→ **SOURCE EXCERPT**
Waseca - Steele - Dodge Counties MBW

October 9 - 10 - 11, 2020

Summary by Craig Mandel (with minor edits by KRE)

With temperatures in the high 70s (and even a high near 85 on Friday), there was not much to complain about – unless you take into account the 15-25 mph SSW winds each day, which I am sure kept a lot of birds from migrating during our three days in southern Minnesota. And, had any insect-eating migrants arrived on our day in Waseca County, they would have been treated to feeding on many biting black flies. But most of the waterfowl had not arrived yet, and there was only one location that had any shorebirds. Many other migrants were in limited numbers (note our total of only 7 Yellow-rumped Warblers over the entire MBW), but there were many Hermit Thrushes, Golden-crowned and Ruby-crowned kinglets at several stops.

→ **THE PROBLEM**
Write the next few sentences of the birding trip summary, starting right after its final sentence. The records have nothing to do with what comes next.

→ **DATASET**

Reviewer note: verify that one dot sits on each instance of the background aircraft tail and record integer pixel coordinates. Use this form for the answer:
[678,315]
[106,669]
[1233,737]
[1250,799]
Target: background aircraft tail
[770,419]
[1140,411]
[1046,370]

→ **RESPONSE**
We started in Waseca County checking a few locations around Goose Lake, where we observed our first Hermit Thrushes of the trip along with a mix of sparrows. A stop at Loon Lake gave us good looks at a large flock of Franklin's Gulls and our only Double-crested Cormorant for the day. Our nice walks at Courthouse and Ray Eustice county parks added a few species of interest, including a Nashville Warbler and a cooperative Brown Creeper. Our next stop at the Janesville WTP was highlighted by a large group of Tree Swallows flying over the road and ponds. But some of the most interesting birds of the day were unfortunately observed by just Nancy and myself while heading back to Owatonna. We found a pair of Trumpeter Swans on Goose Lake, and we then took some back roads back to town: en route, we added Eurasian Collared-Doves, and at Blowers County Park we observed a late Baltimore Oriole, our only Yellow-rumped Warbler of the day, and some Purple Finches.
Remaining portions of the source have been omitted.